# [Aim of the task]
Go over the data below and say how many lines hold the word "ribbon". Only the number is needed.

# [Input records]
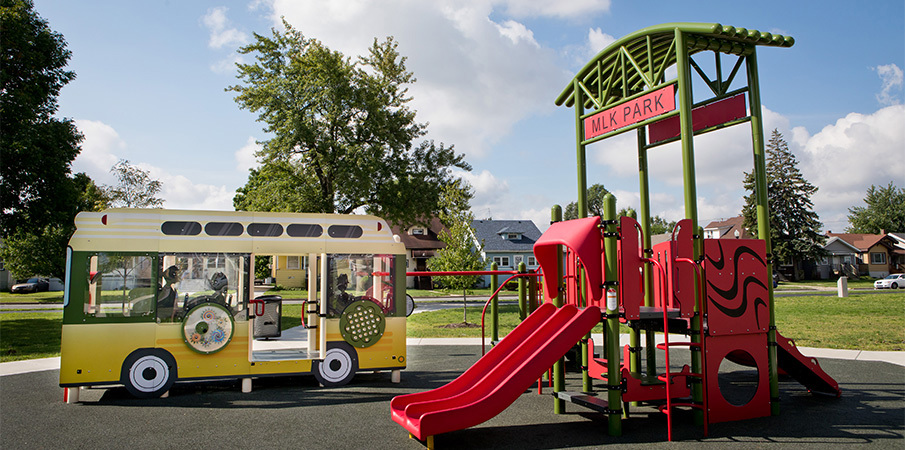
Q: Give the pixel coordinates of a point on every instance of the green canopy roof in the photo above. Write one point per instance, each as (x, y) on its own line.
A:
(651, 50)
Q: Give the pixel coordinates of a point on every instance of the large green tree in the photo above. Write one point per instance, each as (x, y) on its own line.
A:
(794, 226)
(461, 253)
(37, 148)
(343, 134)
(38, 195)
(885, 211)
(135, 188)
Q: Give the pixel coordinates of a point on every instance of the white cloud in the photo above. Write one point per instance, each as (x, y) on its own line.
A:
(222, 33)
(846, 158)
(476, 77)
(246, 156)
(103, 147)
(891, 78)
(99, 150)
(181, 193)
(516, 32)
(597, 41)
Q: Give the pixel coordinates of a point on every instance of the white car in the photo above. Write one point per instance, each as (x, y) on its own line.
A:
(893, 281)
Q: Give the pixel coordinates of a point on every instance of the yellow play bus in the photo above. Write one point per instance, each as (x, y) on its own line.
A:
(156, 296)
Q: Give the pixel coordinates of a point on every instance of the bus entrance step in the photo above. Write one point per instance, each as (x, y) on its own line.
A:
(589, 401)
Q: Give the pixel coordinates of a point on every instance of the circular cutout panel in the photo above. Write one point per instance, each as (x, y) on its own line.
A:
(738, 383)
(362, 323)
(208, 328)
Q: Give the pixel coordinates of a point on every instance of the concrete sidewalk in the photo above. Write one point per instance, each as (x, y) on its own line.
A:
(897, 358)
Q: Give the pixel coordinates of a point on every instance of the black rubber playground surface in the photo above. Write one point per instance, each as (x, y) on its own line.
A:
(294, 412)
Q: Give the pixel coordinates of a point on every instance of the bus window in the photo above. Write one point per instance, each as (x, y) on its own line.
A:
(121, 285)
(360, 277)
(190, 279)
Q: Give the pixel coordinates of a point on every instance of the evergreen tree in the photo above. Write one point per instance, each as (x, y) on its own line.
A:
(38, 195)
(794, 226)
(135, 189)
(885, 211)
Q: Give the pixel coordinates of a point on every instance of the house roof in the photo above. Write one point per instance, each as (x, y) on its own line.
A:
(862, 242)
(428, 241)
(844, 247)
(489, 231)
(728, 227)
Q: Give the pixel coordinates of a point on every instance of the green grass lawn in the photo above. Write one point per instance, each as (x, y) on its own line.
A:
(863, 321)
(39, 297)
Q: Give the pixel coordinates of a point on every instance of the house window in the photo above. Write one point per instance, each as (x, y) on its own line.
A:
(877, 258)
(501, 261)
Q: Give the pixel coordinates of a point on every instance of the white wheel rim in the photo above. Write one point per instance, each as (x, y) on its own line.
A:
(336, 366)
(148, 374)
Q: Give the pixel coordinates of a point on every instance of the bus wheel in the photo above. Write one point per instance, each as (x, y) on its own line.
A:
(338, 366)
(149, 372)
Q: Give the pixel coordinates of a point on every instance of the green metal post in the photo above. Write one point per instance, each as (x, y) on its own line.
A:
(644, 213)
(763, 216)
(580, 156)
(532, 294)
(559, 373)
(691, 205)
(611, 343)
(522, 292)
(494, 307)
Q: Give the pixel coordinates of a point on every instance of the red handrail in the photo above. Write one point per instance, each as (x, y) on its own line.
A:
(487, 303)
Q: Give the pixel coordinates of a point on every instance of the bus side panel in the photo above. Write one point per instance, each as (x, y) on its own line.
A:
(232, 360)
(388, 352)
(94, 353)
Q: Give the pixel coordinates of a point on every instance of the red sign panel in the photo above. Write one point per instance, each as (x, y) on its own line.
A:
(658, 102)
(706, 116)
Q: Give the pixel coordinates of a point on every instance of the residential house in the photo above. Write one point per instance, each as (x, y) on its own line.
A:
(290, 271)
(507, 243)
(897, 263)
(875, 252)
(727, 229)
(421, 243)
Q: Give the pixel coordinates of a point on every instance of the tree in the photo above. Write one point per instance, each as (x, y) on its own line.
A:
(35, 188)
(343, 132)
(794, 226)
(135, 189)
(38, 196)
(595, 203)
(659, 225)
(461, 253)
(885, 211)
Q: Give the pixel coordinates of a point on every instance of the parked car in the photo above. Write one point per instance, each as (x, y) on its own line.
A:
(893, 281)
(31, 286)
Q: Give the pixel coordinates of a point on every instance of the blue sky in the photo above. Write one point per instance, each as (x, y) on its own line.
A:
(151, 78)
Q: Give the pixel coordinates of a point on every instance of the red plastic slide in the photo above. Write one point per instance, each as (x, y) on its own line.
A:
(804, 369)
(499, 377)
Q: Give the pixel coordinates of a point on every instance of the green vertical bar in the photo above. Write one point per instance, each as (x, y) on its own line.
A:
(522, 293)
(611, 344)
(763, 216)
(559, 374)
(691, 209)
(494, 307)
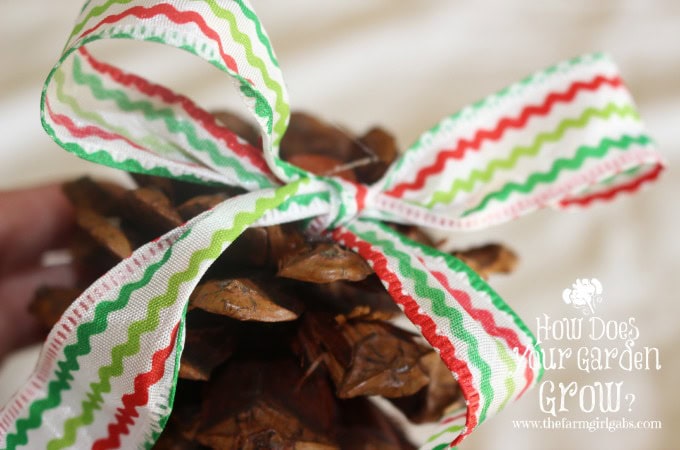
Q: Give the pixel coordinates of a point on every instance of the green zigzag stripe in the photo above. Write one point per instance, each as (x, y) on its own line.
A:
(152, 319)
(95, 12)
(162, 421)
(167, 116)
(149, 140)
(304, 200)
(509, 163)
(84, 333)
(489, 101)
(456, 265)
(262, 37)
(583, 153)
(342, 211)
(512, 367)
(440, 308)
(282, 108)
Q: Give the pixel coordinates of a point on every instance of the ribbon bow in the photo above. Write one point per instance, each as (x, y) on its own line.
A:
(566, 136)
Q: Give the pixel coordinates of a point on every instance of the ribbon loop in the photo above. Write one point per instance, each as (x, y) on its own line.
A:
(106, 377)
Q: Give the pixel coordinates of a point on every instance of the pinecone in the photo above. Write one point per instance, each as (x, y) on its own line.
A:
(286, 337)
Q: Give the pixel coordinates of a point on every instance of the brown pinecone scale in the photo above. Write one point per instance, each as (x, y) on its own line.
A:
(287, 337)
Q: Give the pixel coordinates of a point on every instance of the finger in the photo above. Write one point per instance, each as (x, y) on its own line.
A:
(17, 326)
(31, 221)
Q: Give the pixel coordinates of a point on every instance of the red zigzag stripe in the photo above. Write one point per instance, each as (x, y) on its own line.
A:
(207, 120)
(127, 414)
(426, 324)
(91, 130)
(504, 124)
(486, 319)
(608, 195)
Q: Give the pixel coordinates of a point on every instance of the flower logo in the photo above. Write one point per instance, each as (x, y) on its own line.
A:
(584, 294)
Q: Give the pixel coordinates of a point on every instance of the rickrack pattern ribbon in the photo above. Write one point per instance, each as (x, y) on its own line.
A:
(563, 137)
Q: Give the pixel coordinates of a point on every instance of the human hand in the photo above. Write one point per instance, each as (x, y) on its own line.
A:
(31, 221)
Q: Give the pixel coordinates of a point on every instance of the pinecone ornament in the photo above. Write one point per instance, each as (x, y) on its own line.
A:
(287, 336)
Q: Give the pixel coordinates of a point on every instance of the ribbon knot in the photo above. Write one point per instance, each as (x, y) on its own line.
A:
(347, 201)
(566, 136)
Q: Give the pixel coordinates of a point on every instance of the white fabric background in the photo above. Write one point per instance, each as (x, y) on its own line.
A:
(404, 65)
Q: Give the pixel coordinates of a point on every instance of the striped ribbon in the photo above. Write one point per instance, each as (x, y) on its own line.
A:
(564, 137)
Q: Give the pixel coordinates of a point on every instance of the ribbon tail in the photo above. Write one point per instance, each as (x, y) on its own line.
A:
(489, 350)
(111, 362)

# [Result]
6